::: EXERCISE INPUT :::
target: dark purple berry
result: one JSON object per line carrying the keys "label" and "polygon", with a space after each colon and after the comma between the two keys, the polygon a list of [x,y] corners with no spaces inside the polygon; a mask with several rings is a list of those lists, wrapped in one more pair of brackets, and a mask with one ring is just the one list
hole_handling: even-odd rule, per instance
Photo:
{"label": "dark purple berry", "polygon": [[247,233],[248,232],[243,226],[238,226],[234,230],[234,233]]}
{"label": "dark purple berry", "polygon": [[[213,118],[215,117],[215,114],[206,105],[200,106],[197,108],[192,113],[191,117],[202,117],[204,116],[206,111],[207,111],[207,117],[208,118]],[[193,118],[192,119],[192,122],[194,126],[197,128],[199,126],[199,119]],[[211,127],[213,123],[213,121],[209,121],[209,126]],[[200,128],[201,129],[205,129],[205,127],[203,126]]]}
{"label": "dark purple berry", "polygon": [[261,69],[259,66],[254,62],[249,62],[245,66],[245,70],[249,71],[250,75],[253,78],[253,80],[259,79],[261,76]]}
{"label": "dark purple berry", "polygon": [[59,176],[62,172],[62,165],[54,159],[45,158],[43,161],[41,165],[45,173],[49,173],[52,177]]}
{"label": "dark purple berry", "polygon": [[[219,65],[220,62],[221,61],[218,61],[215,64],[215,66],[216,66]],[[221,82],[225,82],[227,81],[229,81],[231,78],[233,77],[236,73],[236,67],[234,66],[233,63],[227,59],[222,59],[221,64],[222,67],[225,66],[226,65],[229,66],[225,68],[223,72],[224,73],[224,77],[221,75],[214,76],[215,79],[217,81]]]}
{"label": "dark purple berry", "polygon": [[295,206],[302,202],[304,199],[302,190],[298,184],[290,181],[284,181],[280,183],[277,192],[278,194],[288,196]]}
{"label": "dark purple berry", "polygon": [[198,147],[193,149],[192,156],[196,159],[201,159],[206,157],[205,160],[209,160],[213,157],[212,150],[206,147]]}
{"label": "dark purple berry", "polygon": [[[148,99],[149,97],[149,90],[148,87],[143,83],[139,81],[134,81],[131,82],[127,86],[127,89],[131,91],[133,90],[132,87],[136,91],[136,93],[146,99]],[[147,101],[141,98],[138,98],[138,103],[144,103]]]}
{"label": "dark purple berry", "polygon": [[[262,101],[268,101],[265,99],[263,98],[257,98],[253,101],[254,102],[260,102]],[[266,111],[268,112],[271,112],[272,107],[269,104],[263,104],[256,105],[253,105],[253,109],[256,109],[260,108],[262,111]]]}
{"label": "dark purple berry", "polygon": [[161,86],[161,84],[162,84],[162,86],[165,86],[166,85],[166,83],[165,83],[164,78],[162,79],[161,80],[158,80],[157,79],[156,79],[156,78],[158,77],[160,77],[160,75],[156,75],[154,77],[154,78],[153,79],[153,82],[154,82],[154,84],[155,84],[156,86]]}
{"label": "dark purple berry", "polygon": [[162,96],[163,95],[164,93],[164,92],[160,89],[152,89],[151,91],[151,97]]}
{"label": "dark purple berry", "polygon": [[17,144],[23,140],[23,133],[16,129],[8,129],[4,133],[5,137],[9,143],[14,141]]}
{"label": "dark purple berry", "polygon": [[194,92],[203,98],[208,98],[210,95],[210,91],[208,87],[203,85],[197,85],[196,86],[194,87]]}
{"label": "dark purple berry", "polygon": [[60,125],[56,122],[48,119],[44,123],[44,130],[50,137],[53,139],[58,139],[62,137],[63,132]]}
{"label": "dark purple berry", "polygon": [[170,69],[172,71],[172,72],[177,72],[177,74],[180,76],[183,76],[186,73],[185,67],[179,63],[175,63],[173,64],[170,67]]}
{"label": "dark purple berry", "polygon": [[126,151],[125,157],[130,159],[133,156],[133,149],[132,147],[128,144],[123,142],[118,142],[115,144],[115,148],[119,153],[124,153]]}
:::
__DIRECTIVE__
Find each line in the rows above that contains the word "mask", and copy those lines.

__TASK OUTPUT__
result: one JSON object per line carrying the keys "label" and "polygon", with a space after each colon and after the comma between the two keys, the polygon a list of [x,y] corners with no spaces inside the polygon; a mask with several rings is a list of those lists, wrapped in one more pair of brackets, and a mask with one ring is just the one list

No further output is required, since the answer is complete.